* BEGIN *
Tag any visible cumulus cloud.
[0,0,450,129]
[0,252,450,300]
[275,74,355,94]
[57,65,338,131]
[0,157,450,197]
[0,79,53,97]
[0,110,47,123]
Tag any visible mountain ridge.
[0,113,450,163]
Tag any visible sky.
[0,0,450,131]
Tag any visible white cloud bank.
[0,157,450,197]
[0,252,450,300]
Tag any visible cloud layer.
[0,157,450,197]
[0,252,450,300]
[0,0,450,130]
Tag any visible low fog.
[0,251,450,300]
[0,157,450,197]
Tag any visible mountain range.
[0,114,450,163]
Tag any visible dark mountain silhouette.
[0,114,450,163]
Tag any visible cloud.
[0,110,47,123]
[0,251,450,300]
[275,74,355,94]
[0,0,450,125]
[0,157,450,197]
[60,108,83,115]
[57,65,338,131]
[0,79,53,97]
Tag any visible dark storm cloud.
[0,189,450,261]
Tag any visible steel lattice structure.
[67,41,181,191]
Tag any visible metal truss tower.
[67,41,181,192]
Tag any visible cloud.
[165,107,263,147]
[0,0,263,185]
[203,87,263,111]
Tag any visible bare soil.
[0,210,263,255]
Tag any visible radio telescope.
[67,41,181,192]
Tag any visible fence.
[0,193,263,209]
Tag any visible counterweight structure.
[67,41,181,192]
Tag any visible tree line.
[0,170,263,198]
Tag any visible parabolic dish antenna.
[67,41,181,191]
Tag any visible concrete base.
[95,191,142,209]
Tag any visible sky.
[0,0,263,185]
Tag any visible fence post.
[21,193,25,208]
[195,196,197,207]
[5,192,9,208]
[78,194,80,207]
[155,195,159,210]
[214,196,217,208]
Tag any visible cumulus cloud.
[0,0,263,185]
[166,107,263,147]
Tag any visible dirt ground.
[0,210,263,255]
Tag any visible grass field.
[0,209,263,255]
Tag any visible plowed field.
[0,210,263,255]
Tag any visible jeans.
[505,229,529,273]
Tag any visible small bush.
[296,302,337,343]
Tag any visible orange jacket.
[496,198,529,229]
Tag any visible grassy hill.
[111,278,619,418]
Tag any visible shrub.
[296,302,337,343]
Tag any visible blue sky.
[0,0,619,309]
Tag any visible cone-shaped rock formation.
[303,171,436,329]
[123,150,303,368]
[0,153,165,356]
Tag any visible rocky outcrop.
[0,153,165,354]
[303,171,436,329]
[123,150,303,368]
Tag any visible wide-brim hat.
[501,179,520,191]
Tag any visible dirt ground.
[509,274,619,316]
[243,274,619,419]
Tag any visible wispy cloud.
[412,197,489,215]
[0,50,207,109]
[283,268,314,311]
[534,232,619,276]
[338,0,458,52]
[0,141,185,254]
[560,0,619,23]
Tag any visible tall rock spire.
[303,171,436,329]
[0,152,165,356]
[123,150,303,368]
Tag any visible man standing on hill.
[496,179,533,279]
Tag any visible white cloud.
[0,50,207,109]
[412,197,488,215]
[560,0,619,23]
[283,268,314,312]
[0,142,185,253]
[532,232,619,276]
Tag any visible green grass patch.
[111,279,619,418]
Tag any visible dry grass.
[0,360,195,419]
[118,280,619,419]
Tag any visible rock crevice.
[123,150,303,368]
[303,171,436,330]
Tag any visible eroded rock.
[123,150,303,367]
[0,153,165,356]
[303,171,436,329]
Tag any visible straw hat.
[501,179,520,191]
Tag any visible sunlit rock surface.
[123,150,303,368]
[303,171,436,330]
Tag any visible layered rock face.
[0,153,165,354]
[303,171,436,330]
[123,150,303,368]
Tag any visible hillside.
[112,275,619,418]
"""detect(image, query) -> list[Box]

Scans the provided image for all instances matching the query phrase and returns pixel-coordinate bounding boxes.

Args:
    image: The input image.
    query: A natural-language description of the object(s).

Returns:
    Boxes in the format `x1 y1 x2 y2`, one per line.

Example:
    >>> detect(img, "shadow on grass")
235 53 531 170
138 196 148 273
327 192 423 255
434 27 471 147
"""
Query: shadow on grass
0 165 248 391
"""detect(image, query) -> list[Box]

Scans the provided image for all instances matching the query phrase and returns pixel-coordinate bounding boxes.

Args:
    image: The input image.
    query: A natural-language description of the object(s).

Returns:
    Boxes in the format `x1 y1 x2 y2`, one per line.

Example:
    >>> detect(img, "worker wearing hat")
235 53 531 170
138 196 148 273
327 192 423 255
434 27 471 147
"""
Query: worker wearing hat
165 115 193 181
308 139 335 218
* END *
> WHAT YOU HAVE TO DO
Please write out the data above again, substituting "puffy cloud" for every occurrence of "cumulus cloud" and leaving everything else unchanged.

> FINISHED ANSWER
Tag any visible puffy cloud.
[0,0,450,129]
[0,252,450,300]
[275,74,355,94]
[57,65,338,131]
[0,157,450,197]
[0,79,53,97]
[0,110,47,123]
Tag any visible mountain ridge.
[0,113,450,163]
Tag any visible sky.
[0,0,450,131]
Tag any visible white cloud bank.
[0,157,450,197]
[0,252,450,300]
Tag any visible cloud layer.
[0,157,450,197]
[0,252,450,300]
[0,0,450,130]
Tag any visible low fog.
[0,251,450,300]
[0,157,450,197]
Tag any visible mountain range.
[0,114,450,163]
Tag any visible dark mountain silhouette.
[0,114,450,163]
Tag any visible cloud.
[0,110,47,123]
[0,251,450,300]
[275,74,355,94]
[0,0,450,125]
[0,157,450,197]
[60,108,83,115]
[57,65,338,131]
[0,79,53,97]
Tag any visible dark storm cloud.
[0,189,450,261]
Tag any visible steel lattice structure.
[67,41,181,191]
Tag any visible metal truss tower.
[67,41,181,192]
Tag any visible cloud.
[165,107,263,147]
[0,0,263,185]
[203,87,263,111]
Tag any visible bare soil.
[0,210,263,255]
Tag any visible radio telescope.
[67,41,181,192]
Tag any visible fence.
[0,193,263,209]
Tag any visible counterweight structure.
[67,41,181,192]
Tag any visible tree line.
[0,170,263,198]
Tag any visible parabolic dish antenna.
[67,41,181,191]
Tag any visible concrete base.
[95,191,142,209]
Tag any visible sky.
[0,0,263,185]
Tag any visible fence post.
[21,193,25,208]
[195,196,197,207]
[5,192,9,208]
[78,194,80,207]
[155,195,159,210]
[214,196,217,208]
Tag any visible puffy cloud.
[0,0,263,185]
[166,107,263,147]
Tag any visible dirt ground.
[0,210,263,255]
Tag any visible grass field.
[0,209,263,255]
Tag any visible plowed field.
[0,210,263,255]
Tag any visible jeans.
[505,229,529,273]
Tag any visible small bush.
[296,302,337,343]
Tag any visible orange jacket.
[496,198,529,229]
Tag any visible grassy hill.
[111,278,619,418]
Tag any visible shrub.
[296,302,337,343]
Tag any visible blue sky.
[0,0,619,309]
Tag any visible cone-shaped rock formation.
[303,171,436,329]
[123,150,303,368]
[0,153,165,356]
Tag any visible rocky outcrop.
[0,153,165,354]
[303,171,436,329]
[123,150,303,368]
Tag any visible wide-brim hat.
[501,179,520,191]
Tag any visible dirt ground.
[509,274,619,316]
[243,274,619,419]
Tag any visible wispy cloud.
[412,197,489,215]
[0,50,207,109]
[283,268,314,311]
[534,232,619,276]
[338,0,458,52]
[0,141,185,254]
[560,0,619,23]
Tag any visible tall rock spire.
[303,171,436,329]
[0,152,165,356]
[123,150,303,368]
Tag any visible man standing on hill.
[496,179,533,279]
Tag any visible white cloud.
[0,50,207,109]
[412,197,488,215]
[560,0,619,23]
[283,268,314,312]
[0,142,185,253]
[532,232,619,276]
Tag any visible green grass patch.
[111,279,619,418]
Tag any visible dry grass.
[0,360,195,419]
[118,280,619,419]
Tag any visible rock crevice.
[123,150,303,368]
[303,171,436,330]
Tag any visible eroded rock.
[123,150,303,367]
[0,153,165,356]
[303,171,436,329]
Tag any visible straw hat.
[501,179,520,191]
Tag any visible sunlit rock surface.
[123,150,303,368]
[303,171,436,330]
Tag any visible layered rock face.
[0,153,165,354]
[303,171,436,330]
[123,150,303,368]
Tag any visible hillside.
[112,275,619,418]
"""detect(image, query) -> list[Box]

Scans the provided image for all instances matching the query phrase and returns pixel-coordinate bounding boxes.

Args:
    image: The input image.
    query: A natural-language description of the object(s).

Returns:
    Boxes in the format `x1 y1 x2 y2`, one per line.

Example:
    >>> detect(img, "shadow on grass")
235 53 531 170
138 196 148 273
327 192 423 255
434 27 471 147
"""
Query: shadow on grass
0 165 248 391
"""detect(image, query) -> list[Box]

Scans the provided image for all instances matching the query phrase and returns pixel-coordinate bounding boxes.

Args:
    image: The input image.
    query: A natural-language description of the object(s).

Returns:
    Boxes in the format `x1 y1 x2 y2`, one per line.

Example:
    >>> detect(img, "worker wearing hat")
235 53 531 170
138 196 148 273
327 192 423 255
434 27 471 147
"""
Query: worker wearing hat
165 115 193 181
308 139 335 218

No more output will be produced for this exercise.